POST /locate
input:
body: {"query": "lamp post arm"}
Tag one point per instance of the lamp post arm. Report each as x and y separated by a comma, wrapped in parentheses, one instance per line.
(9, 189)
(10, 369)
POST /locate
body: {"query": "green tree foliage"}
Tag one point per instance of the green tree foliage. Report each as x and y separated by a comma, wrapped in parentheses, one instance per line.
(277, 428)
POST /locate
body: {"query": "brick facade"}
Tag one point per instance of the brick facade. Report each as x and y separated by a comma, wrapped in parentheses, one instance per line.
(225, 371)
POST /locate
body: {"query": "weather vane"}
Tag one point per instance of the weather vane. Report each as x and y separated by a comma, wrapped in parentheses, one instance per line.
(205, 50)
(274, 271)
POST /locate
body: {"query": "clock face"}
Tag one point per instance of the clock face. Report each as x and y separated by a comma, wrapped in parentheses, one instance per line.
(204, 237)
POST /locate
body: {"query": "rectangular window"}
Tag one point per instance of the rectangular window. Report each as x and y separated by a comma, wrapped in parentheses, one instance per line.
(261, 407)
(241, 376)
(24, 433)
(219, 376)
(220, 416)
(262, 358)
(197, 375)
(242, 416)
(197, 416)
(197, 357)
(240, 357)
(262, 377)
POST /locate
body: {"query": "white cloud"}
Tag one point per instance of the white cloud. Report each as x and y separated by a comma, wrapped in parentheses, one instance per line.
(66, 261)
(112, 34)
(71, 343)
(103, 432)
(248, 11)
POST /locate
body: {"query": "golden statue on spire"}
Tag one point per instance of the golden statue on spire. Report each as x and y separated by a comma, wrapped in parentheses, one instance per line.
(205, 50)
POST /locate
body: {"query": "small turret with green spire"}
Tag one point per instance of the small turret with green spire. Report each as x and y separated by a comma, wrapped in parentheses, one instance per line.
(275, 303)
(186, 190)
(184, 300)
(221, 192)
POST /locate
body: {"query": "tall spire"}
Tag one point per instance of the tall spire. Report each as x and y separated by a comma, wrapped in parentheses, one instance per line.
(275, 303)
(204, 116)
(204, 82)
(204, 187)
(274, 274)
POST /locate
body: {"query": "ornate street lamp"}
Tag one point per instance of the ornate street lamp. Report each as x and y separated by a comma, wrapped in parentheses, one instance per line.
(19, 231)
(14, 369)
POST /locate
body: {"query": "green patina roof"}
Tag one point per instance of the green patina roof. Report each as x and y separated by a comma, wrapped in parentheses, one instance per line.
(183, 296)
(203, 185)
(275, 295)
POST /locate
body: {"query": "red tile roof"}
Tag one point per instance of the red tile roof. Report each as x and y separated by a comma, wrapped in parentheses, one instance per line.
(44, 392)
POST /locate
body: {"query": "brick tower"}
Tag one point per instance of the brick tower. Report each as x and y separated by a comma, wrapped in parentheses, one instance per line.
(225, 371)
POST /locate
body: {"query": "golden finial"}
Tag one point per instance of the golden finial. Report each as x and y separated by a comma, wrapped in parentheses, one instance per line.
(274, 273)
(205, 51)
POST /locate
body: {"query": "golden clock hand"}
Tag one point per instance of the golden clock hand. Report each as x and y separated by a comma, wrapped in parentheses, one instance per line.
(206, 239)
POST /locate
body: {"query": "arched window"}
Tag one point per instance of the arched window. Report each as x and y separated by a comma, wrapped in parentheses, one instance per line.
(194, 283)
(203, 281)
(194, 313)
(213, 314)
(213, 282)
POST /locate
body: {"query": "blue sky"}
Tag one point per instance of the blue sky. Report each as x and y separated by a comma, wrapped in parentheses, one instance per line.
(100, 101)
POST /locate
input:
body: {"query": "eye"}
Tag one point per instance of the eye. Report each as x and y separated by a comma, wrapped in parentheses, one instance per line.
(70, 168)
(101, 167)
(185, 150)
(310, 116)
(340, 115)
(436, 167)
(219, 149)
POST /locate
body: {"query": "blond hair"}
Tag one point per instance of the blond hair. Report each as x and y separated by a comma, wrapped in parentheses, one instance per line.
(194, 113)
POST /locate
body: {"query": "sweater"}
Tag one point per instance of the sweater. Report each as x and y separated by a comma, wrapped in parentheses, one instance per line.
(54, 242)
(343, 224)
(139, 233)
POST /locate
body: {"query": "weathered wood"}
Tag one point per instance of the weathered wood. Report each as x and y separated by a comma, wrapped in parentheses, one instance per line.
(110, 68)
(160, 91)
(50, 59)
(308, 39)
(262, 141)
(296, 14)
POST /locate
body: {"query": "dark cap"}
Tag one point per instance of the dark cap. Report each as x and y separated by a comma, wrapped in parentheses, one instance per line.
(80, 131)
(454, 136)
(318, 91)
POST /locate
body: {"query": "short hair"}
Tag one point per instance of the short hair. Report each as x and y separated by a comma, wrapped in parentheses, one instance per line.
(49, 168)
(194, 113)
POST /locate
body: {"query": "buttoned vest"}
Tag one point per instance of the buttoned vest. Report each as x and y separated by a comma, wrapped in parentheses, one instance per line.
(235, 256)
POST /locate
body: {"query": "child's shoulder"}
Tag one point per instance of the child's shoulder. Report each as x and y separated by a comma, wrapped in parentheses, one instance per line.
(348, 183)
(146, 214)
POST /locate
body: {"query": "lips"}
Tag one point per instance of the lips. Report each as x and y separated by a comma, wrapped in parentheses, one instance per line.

■ ■ ■

# [DIRECTIONS FOR THIS TASK]
Give the entries again in full, with nothing changed.

# [RESULT FOR THIS EXERCISE]
POST /locate
input:
body: {"query": "lamp post arm"}
Tag one point per instance of the lamp post arm. Report each as x and y separated by a comma, wrapped in parentheses, one instance per line.
(9, 189)
(10, 369)
POST /locate
body: {"query": "green tree foliage"}
Tag one point per instance of the green tree foliage. Report each as x and y separated by a comma, wrapped in parentheses, one instance per line.
(277, 428)
POST /locate
body: {"query": "brick facade"}
Tag one point per instance of the brick facade. Report each as x and y separated by a comma, wrapped in parentheses, one instance per line.
(225, 371)
POST /locate
body: {"query": "weather vane"}
Tag one point per instance of the weather vane. Report each as x and y separated by a comma, wrapped in parentheses, one instance per line.
(205, 50)
(274, 271)
POST /locate
body: {"query": "clock face"}
Tag one point per instance of the clock face. Report each as x and y separated by a comma, wrapped in parentheses, one instance per line.
(204, 237)
POST /locate
body: {"query": "rectangular window"}
Tag one point per instance of the rectangular window. Report each as x and y separated by a comma, wrapped in parentheses, one instance per line.
(261, 407)
(241, 376)
(24, 433)
(219, 376)
(220, 416)
(262, 358)
(197, 375)
(242, 416)
(197, 416)
(197, 357)
(240, 357)
(262, 377)
POST /locate
body: {"query": "white cloud"}
Tag one point per instance of the white cloud. Report each as x and y separated by a comma, wrapped in parentheses, one instance per line.
(66, 261)
(112, 34)
(71, 343)
(103, 432)
(248, 11)
POST /locate
body: {"query": "golden statue on spire"}
Tag one point per instance of the golden statue on spire. Report each as x and y separated by a comma, wrapped in parentheses, one instance per line.
(205, 50)
POST /locate
body: {"query": "small turret with green spire"}
Tag one point per instance of the small turret with green spire. Report each as x and y separated by a comma, wrapped in parentheses, one instance per line.
(275, 303)
(186, 190)
(184, 300)
(221, 192)
POST /locate
body: {"query": "tall spire"}
Tag one point per instance of the tall spire. Report each as x and y separated by a comma, wrapped in parentheses, one instance per line.
(275, 303)
(204, 116)
(204, 82)
(204, 187)
(274, 274)
POST /locate
body: {"query": "ornate street lamp"}
Tag one point per instance of the ornate street lamp. Report each as x and y separated by a comma, wrapped in parentheses, one instance per line.
(19, 231)
(14, 369)
POST /locate
body: {"query": "green patina roof"}
Tag one point per instance of the green patina roof. Report each as x and y separated by a comma, wrapped in parentheses, one instance per line.
(183, 296)
(203, 185)
(275, 295)
POST /locate
body: {"query": "red tile roof"}
Tag one point per instance of the red tile roof. Report each as x and y separated by a comma, wrapped in parentheses, one instance per line.
(44, 392)
POST /locate
body: {"query": "brick tower"}
Tag one point per instance of the brick tower. Report each as x and y separated by a comma, wrapped in parentheses, one instance per line.
(225, 371)
POST /locate
body: {"query": "golden finial"}
Tag one point per instance of the golden finial. Report each as x and y separated by a comma, wrapped in parentheses, one instance per line.
(274, 273)
(205, 51)
POST /locate
body: {"query": "golden clock hand"}
Tag one point per instance of the golden clock hand. Report each as x and y separated by a comma, wrapped in parentheses, one instance per line.
(206, 239)
POST /locate
body: {"query": "arched window"}
Tag one point per instance of the arched window. Report each as x and y separated by a comma, wrapped in parentheses, one instance per line.
(194, 283)
(203, 281)
(194, 313)
(213, 314)
(213, 282)
POST /locate
body: {"query": "blue sky"}
Tag one point per instance of the blue sky. Report each as x and y separated by a comma, wrapped in parentheses, one instance per line.
(100, 101)
POST /locate
input:
body: {"query": "eye"}
Tag one point per instance of the eye. Report each as x and y separated by a comma, wrapped in parentheses, one instance per line.
(70, 168)
(101, 167)
(185, 150)
(310, 116)
(340, 115)
(436, 167)
(219, 149)
POST /locate
body: {"query": "blond hair"}
Tag one point per instance of the blond hair. Report each as x and y separated by a comma, wrapped in parentheses, one instance per line.
(194, 113)
POST /locate
body: {"query": "sweater"}
Tag one point per instance of the sweater. Report each as x and y separated by a comma, wrapped in parentheses, one instance per line.
(54, 242)
(343, 224)
(139, 233)
POST /locate
body: {"query": "weathered wood"}
Tag one point per instance of the weathered wood. Report each as x and y separated by a comma, wrapped in parentheses, one instance per line.
(110, 68)
(160, 91)
(50, 59)
(308, 39)
(262, 141)
(296, 14)
POST /locate
body: {"query": "dark cap"}
Tag one point per instance of the dark cap. Report each as x and y separated by a comma, wrapped in parentheses, one instance per line.
(80, 131)
(454, 136)
(318, 91)
POST /locate
body: {"query": "short hair"}
Tag one point per instance of the short hair. Report each as x and y separated by a comma, wrapped in parentheses, one instance per line.
(49, 168)
(194, 113)
POST /locate
body: {"query": "buttoned vest"}
Tag one point per instance of the buttoned vest. Report each as x and y separated by a comma, wrapped in parentheses, one instance per line.
(235, 256)
POST /locate
body: {"query": "child's shoulder"}
Tag one point per instance of the child's shoulder. Report each as x and y separated by a comma, wrapped in parentheses, one instance per line.
(348, 183)
(146, 214)
POST /locate
body: {"query": "lips"}
Tag one point per instance of the lips. Report each as x and y separated by a comma, wrapped in parentheses, one instance per line.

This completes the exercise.